**What needs to be done:** Write the next part of the news report on Gehad El-Haddad's hunger strike in Aqrab Prison, starting after its final sentence.

**Document segment:**
Moreover, Dr Mona Imam said her son Gehad began a hunger strike, which he will escalate, as the only means open to him to protest violations, no matter what the pain or dangers this will cause him, especially since the prison administration had already started starving him in recent weeks.
“There are no fluids he can take to reduce the dangers of the strike. He only has access to tap water – dirty brown and stinking water. Nothing else is allowed.
“These criminals have left him lying in his cell; knowing fully well that he could lose consciousness at any moment as a result of the hunger-strike, as happened to him previously, while no-one can even hear his voice, if he shouts for help in such an emergency.
“Aqrab Prison’s criminal administration have proved the truth of the motto ‘Dying to Live’: going on a hunger-strike until death, as the only means of survival!”
Mona stressed that she holds the Aqrab Prison administration, the prison service and the National Council for Human Rights fully responsible for the life of her son Gehad El-Haddad.
The New York Times had published a leaked letter from El-Haddad in which he said: “I write this from the darkness of solitary confinement in Egypt’s most notorious prison, where I have been held for more than three years. I am forced to write these words because an inquiry is underway in the United States regarding charges that the Muslim Brotherhood, an organization to which I have devoted years of my life, is a terrorist group.

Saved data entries

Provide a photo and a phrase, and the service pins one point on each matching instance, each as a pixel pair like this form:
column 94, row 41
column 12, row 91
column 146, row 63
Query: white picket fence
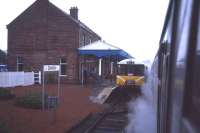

**Response:**
“We are not terrorists. The Muslim Brotherhood’s philosophy is inspired by an understanding of Islam that emphasizes the values of social justice, equality and the rule of law. Since its inception in 1928, the Brotherhood has lived in two modes: surviving in hostile political environments or uplifting society’s most marginalized. As such, we have been written about, spoken of, but rarely heard from. It is in that spirit that I hope these words find light.
“We are a morally conservative, socially aware grass-roots movement that has dedicated its resources to public service for the past nine decades. Our idea is very simple: We believe that faith must translate into action. That the test of faith is the good you want to do in the lives of others, and that people working together is the only way to develop a nation, meet the aspirations of its youth and engage the world constructively. We believe that our faith is inherently pluralistic and comprehensive and that no one has a divine mandate or the right to impose a single vision on society.”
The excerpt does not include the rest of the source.